Prompt A
Do these statements agree with the text on Malaysian financial reporting standards? For each, answer yes or no and quote the words of the text that decide it.
(i) Transitioning Entities include the parent, significant investors and joint venturers.
(ii) The Bearer Plants amendment takes effect for annual periods beginning on or after 1 January 2017.
(iii) Transitioning Entities are generally entities in the real estate and agriculture industries.

Text extract
----------------

The Malaysian Accounting Standards Board has announced that Transitioning Entities (TEs) shall be required to apply the Malaysian Financial
Reporting Standards (MFRS) Framework for annual periods beginning on or after 1 January 2017.
TEs comprise entities that are within the scope of MFRS 141 Agriculture and/or IC Interpretation 15 Agreements for the Construction of Real Estate, including the parent, significant investors and joint venturers.
Generally, TEs are entities involved in the real estate and agriculture industries that had been given the option to continue applying the Financial Reporting Standards (FRS) Framework.
The Board has also issued MFRS 15 Revenue from Contracts with Customers, and Agriculture: Bearer Plants (Amendments to MFRS 116 and MFRS 141).
MFRS 15 is effective for annual periods beginning on or after 1 January 2017 while the Bearer Plants amendment is effective for annual periods beginning on or after 1 January 2016.

----------------

Prompt B
Copy the point-labeling entries below word for word, leaving the pictures out of your answer.

----------------

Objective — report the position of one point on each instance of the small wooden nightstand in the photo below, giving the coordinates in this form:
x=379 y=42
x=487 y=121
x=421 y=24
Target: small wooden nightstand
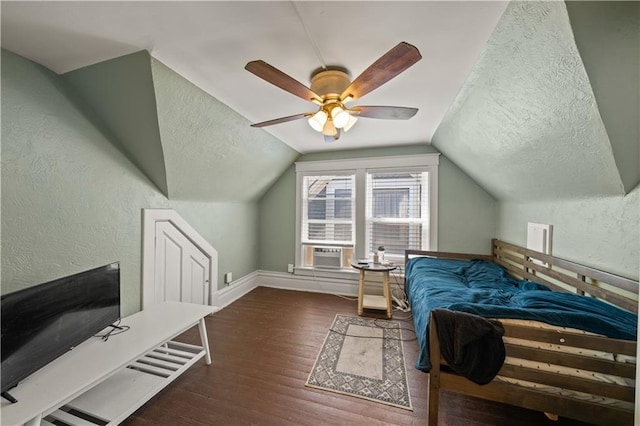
x=366 y=301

----------------

Task result A
(i) Yes: "including the parent, significant investors and joint venturers"
(ii) No: "the Bearer Plants amendment is effective for annual periods beginning on or after 1 January 2016"
(iii) Yes: "Generally, TEs are entities involved in the real estate and agriculture industries"

Task result B
Objective — report the position of one point on each instance of the small wooden nightstand in the photo below, giving the coordinates in this form:
x=379 y=42
x=487 y=121
x=421 y=24
Target: small wooden nightstand
x=366 y=301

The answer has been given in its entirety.